Natural-language object grounding data:
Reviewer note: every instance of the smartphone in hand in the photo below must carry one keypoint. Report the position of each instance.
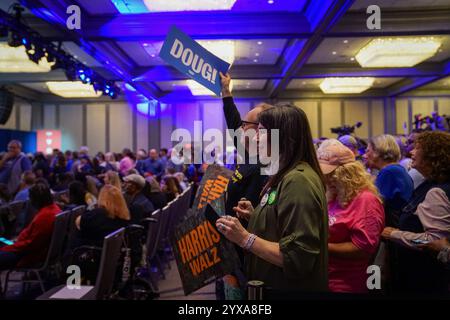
(419, 241)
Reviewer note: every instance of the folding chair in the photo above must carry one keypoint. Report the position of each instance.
(53, 255)
(111, 251)
(10, 220)
(152, 241)
(3, 216)
(71, 228)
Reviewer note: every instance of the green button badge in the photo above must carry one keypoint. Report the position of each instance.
(272, 197)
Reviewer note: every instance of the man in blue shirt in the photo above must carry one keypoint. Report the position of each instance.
(28, 178)
(12, 165)
(152, 165)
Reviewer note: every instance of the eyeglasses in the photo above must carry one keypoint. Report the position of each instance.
(244, 123)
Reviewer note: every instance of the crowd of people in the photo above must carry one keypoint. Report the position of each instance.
(316, 224)
(116, 190)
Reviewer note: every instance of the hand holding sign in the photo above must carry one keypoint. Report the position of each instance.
(244, 209)
(232, 229)
(225, 80)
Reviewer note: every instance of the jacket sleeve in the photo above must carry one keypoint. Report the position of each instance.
(232, 116)
(34, 237)
(301, 219)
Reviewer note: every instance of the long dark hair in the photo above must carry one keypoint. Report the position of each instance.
(296, 143)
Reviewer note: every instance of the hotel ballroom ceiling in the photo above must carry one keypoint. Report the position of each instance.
(282, 49)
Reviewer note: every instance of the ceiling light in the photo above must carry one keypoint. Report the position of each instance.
(397, 52)
(224, 49)
(199, 90)
(346, 85)
(16, 60)
(72, 89)
(188, 5)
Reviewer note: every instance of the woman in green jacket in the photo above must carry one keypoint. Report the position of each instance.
(286, 238)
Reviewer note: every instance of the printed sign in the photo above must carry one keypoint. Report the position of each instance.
(190, 58)
(47, 140)
(202, 253)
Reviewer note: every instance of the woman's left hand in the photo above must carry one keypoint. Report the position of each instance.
(232, 229)
(387, 232)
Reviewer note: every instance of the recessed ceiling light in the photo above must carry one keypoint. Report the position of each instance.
(397, 52)
(346, 84)
(224, 49)
(15, 59)
(187, 5)
(72, 89)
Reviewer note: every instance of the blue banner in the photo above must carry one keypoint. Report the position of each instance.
(190, 58)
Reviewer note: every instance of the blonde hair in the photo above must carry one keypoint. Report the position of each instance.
(114, 179)
(349, 180)
(112, 200)
(386, 147)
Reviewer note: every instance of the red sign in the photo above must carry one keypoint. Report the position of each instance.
(47, 140)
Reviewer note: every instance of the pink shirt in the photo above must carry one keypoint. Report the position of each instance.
(125, 165)
(361, 223)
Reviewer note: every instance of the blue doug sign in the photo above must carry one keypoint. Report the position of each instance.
(190, 58)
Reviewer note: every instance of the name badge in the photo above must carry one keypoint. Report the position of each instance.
(264, 199)
(272, 197)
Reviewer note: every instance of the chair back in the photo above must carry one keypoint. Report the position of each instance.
(112, 246)
(71, 228)
(59, 233)
(153, 235)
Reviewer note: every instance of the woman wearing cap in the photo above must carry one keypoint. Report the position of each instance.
(286, 238)
(393, 181)
(356, 218)
(112, 214)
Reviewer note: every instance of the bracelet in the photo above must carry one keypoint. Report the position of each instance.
(444, 255)
(249, 242)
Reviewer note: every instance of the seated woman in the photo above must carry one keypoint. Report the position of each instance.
(171, 187)
(425, 218)
(112, 178)
(78, 196)
(5, 197)
(153, 192)
(356, 218)
(393, 181)
(30, 248)
(111, 214)
(286, 238)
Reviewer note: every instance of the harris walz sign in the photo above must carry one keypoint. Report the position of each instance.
(202, 253)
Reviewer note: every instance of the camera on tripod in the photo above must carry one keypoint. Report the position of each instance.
(346, 129)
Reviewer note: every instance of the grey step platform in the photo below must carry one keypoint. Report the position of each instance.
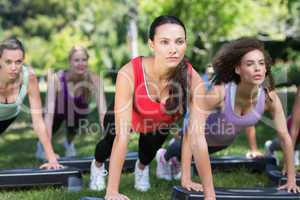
(30, 177)
(180, 193)
(84, 163)
(276, 176)
(234, 162)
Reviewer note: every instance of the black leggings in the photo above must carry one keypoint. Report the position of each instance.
(174, 149)
(149, 143)
(5, 124)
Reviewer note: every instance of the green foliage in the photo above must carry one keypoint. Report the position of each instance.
(50, 28)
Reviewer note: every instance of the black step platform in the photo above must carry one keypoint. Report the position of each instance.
(234, 162)
(276, 176)
(30, 177)
(84, 163)
(91, 198)
(179, 193)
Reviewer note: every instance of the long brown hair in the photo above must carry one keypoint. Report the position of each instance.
(230, 55)
(178, 77)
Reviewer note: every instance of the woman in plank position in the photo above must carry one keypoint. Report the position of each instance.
(71, 95)
(16, 82)
(151, 94)
(243, 91)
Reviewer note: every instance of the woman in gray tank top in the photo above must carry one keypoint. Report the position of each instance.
(243, 91)
(16, 82)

Goal of the exercise — Nothing but the pictures should be left out when the records are retyped exactly.

Response to this task —
Reviewer note: every instance of the smartphone in hand in the photo below must carry one keypoint. Report the position of each instance.
(419, 241)
Reviewer note: every instance of the folding chair in the photo above must carry one keypoint. Report the position of each instance.
(53, 255)
(111, 251)
(10, 220)
(152, 241)
(3, 216)
(71, 228)
Reviewer note: every instance of the green button badge in the photo above must carry one keypoint. Report the position of each instance.
(272, 197)
Reviewer note: every instance of the man in blue shirt in the photo above must carry one keypoint. Report the position of each instance.
(28, 178)
(12, 165)
(152, 165)
Reviewer note: every instance of the eyeglasses in the photo above must carry one keypoint. Report the position of each instance.
(244, 123)
Reviewer note: every instance of the crowd of people in the photo above must carry one keypoint. Report the position of each instance.
(316, 224)
(116, 190)
Reviewer note: every instance of the hand holding sign in the photo above must carry one keypoint. Report the position of each instance.
(244, 209)
(232, 229)
(225, 80)
Reviewer note: every instance of the jacket sleeve in the photo above must carry one keypoint. Report the position of each instance.
(232, 116)
(34, 237)
(301, 219)
Reviewer note: every instance of the long dark hair in the photo above must carry one keypoint. Report the position of each instance.
(296, 143)
Reviewer note: every instance of the hotel ballroom ceiling in the photo above must carry one keypoint. Report the position of each instance.
(282, 49)
Reviewer note: every instance of the ceiling light in the photo above must carry one keypoint. Report the position of each instance.
(397, 52)
(224, 49)
(199, 90)
(346, 85)
(16, 60)
(72, 89)
(188, 5)
Reviewer note: every instance of the woman in green jacket in the photo above must carry one keypoint. Report the position of each instance.
(286, 238)
Reviewer note: every instance of the printed sign in the photo above must carry one keypoint. Report the position of each instance.
(190, 58)
(47, 140)
(202, 253)
Reviewer note: every instance of the woman's left hand in the photo above must carry one keypoint. Report the position of each instance.
(232, 229)
(387, 232)
Reviewer note: every instance of the recessed ceiling light in the photo above must carry one keypoint. Report the position of each instance.
(397, 52)
(346, 84)
(224, 49)
(15, 59)
(187, 5)
(72, 89)
Reviewer note: every instance of the blue banner in the photo above must carry one keypoint. Report the position of each instance.
(190, 58)
Reviewer note: every instance of the blonde hair in the photo above must carry one keypoint. Report the position of each instance.
(114, 179)
(349, 180)
(112, 200)
(386, 147)
Reviewer note: every instance of the red sign in the photo above must carry one keypoint. Report the position of each instance.
(47, 140)
Reviewer note: every instance of the pink shirt in the photo above must carry one keypoint. Report the position of each instance.
(125, 165)
(361, 223)
Reviewer note: every instance of the blue doug sign in the photo above must carry one keypoint. Report the position of each instance.
(190, 58)
Reviewer note: every instance of the name badge in the photo above must carry one keypoint. Report the position of each instance.
(264, 199)
(272, 197)
Reviewer note: every instance of the chair back in the photo above must carry one keypoint. Report the position of each instance.
(112, 246)
(71, 228)
(59, 233)
(153, 235)
Reviewer note: every instance of the woman wearing cap in the photo above must carry one keypoint. Report the position of each instance.
(286, 238)
(393, 181)
(356, 218)
(112, 214)
Reviewer note: every instance of the bracelet in the photo above must carry one keypoint. Report the position of each instance.
(444, 255)
(249, 242)
Reviewer note: every instance of the seated woman in the photo above must carry one keypoint. Report the position of each instance.
(171, 187)
(425, 218)
(112, 178)
(78, 196)
(5, 197)
(153, 192)
(356, 218)
(393, 181)
(30, 248)
(111, 214)
(286, 238)
Reviewer note: every instance of the harris walz sign in the photo above must carry one keypoint. Report the position of each instance.
(202, 253)
Reviewer note: every instance of the camera on tripod in the photo above must carry one keypoint. Report the position of each instance.
(346, 129)
Reviewer note: every instance of the grey step platform in the photo below must carry one keypoint. Report the position of each instance.
(30, 177)
(180, 193)
(84, 163)
(276, 176)
(234, 162)
Reviewer note: every instance of the black leggings in the photo above must carry one keypoint. Report the position of each instance.
(174, 149)
(149, 143)
(5, 124)
Reviewer note: every instance of the green foliage in the photo above must carry one keypoint. Report the position of each instance.
(50, 28)
Reviewer note: every instance of the black step platform in the photo above must carry one keypoint. Report the position of each instance.
(234, 162)
(276, 176)
(30, 177)
(84, 163)
(91, 198)
(179, 193)
Reviewer note: every instance of the long brown hair in the photo above must carry one keypoint. Report the position of each instance.
(230, 55)
(178, 77)
Reviewer note: every instance of the woman in plank position in the photo above must carry one keypoint. Report the position of each instance.
(71, 95)
(16, 82)
(151, 94)
(243, 91)
Reviewer note: every instance of the woman in gray tank top in the photo above must carry one keypoint. Report the position of each instance.
(243, 91)
(16, 82)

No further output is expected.